### Extrait du texte
La période de forte croissance économique que connait la cote d'ivoire entre 1960 et 1980 est appelée le miracle ivoirien. Cette forte croissance économique repose alors essentiellement sur la culture d'essences à vocation d'exportation telles que le cacao ou l'hévéa.

L'activité agricole est grandement stimulée par la politique foncière de Houphouët-Boigny, lui-même planteur. Selon le principe que « la terre appartient à celui qui la cultive », de nombreux travailleurs agricoles burkinabè immigre dans le sud- ouest de la Côte d'ivoire afin de travailler dans les exploitations agricoles. Cette dynamique s'observe avec le secteur de la pêche où ce sont de nombreux ghanéens qui ont immigre et pratique la pêche dans le sud-est ivoirien.

### Lignes de données
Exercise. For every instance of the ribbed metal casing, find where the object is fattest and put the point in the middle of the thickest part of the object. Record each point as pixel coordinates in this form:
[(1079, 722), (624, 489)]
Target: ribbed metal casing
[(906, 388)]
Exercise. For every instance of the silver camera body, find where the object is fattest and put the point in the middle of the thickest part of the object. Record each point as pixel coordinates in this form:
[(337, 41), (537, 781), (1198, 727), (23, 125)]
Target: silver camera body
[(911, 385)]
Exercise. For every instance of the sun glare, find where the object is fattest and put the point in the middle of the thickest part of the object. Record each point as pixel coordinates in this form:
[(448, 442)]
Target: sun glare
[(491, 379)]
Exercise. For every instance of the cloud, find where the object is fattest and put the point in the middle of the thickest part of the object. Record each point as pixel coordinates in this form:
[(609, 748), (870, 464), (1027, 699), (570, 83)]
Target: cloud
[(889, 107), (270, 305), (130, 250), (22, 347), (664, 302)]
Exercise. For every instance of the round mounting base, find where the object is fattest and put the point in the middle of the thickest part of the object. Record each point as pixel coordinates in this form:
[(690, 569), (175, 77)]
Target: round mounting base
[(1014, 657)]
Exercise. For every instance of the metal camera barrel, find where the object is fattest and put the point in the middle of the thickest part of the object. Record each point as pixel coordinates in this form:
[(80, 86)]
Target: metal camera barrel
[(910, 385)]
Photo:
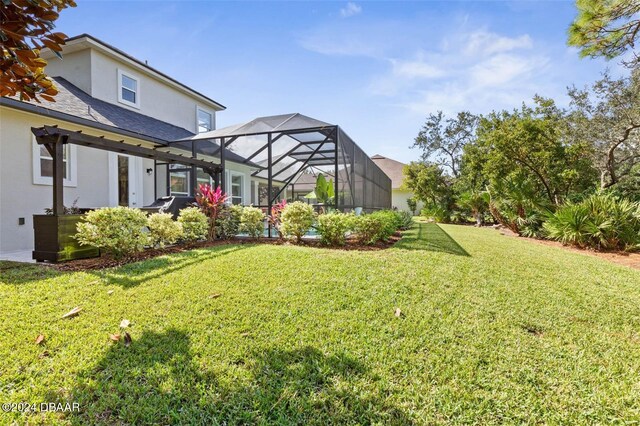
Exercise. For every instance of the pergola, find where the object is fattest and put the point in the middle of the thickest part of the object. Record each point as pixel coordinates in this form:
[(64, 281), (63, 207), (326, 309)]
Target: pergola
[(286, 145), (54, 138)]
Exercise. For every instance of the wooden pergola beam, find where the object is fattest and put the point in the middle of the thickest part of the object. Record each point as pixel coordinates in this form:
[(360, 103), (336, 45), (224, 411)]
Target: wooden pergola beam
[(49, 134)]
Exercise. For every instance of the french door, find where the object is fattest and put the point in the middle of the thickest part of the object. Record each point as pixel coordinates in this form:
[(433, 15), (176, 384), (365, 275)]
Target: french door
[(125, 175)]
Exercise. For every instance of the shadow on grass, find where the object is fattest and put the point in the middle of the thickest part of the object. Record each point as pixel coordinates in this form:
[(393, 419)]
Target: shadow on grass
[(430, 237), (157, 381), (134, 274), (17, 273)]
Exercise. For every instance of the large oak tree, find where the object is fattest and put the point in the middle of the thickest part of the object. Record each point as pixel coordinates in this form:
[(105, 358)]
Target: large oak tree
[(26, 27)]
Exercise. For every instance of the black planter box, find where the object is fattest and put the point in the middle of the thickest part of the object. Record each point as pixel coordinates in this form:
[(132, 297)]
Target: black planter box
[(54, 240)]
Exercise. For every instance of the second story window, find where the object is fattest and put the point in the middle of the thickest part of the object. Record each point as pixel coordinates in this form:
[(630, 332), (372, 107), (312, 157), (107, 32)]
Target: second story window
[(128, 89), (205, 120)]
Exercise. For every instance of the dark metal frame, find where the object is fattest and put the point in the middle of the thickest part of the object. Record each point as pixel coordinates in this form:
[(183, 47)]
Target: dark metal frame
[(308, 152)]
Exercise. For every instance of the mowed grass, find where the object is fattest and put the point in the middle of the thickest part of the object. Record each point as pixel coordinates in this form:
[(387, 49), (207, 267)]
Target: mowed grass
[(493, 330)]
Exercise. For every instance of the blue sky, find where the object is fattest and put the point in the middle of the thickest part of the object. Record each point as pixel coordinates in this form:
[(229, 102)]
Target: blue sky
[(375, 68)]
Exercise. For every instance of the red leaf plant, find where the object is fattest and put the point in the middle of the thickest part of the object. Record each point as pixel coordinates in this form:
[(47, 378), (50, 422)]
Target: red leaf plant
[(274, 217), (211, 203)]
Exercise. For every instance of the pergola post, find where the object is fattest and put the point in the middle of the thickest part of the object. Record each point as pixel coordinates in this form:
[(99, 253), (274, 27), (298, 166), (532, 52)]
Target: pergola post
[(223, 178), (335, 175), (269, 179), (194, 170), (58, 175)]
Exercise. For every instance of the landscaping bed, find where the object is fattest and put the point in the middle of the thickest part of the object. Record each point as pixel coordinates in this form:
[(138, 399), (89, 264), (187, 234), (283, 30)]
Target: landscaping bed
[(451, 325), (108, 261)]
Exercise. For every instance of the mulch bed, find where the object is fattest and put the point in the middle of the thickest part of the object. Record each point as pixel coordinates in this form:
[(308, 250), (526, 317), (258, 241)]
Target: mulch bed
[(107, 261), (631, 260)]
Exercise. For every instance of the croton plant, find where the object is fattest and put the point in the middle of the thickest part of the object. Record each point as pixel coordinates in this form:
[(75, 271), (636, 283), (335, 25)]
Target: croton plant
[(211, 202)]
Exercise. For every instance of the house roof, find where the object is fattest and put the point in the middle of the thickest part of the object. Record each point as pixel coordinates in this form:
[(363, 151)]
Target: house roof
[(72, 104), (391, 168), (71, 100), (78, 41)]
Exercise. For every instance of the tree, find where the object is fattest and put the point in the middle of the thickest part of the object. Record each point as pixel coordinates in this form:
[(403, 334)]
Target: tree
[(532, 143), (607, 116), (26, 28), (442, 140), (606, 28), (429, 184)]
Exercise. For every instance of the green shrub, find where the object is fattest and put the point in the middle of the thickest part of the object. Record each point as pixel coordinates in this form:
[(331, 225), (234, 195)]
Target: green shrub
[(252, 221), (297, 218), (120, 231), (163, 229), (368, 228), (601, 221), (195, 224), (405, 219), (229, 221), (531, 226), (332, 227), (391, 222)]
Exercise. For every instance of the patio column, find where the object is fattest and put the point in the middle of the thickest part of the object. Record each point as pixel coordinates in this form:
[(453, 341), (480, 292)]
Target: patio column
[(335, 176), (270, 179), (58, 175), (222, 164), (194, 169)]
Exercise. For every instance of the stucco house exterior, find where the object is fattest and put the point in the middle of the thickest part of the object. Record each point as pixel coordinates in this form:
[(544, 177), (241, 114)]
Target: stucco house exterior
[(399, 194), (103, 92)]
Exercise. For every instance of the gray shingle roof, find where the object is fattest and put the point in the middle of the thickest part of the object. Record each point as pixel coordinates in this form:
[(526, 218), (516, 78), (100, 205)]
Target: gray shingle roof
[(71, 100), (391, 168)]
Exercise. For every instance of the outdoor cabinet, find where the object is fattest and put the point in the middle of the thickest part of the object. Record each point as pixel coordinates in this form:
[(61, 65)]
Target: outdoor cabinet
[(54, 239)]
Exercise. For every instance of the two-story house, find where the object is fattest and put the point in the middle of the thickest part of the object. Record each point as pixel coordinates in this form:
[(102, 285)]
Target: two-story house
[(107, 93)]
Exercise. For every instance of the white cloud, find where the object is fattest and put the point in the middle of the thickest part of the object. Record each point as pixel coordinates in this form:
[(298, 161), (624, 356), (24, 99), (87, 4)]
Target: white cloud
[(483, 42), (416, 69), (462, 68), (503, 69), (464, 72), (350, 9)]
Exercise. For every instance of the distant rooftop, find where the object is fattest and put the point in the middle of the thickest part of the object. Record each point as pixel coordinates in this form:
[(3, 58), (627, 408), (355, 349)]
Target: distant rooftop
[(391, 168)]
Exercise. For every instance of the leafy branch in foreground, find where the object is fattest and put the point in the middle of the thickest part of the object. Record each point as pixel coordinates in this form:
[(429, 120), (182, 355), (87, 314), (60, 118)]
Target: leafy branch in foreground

### Consigne donnée
Recopiez fidèlement le passage de l'extrait sur le miracle ivoirien allant de « La période de » jusqu'à « cacao ou l'hévéa. ».

### Réponse attendue
La période de forte croissance économique que connait la cote d'ivoire entre 1960 et 1980 est appelée le miracle ivoirien. Cette forte croissance économique repose alors essentiellement sur la culture d'essences à vocation d'exportation telles que le cacao ou l'hévéa.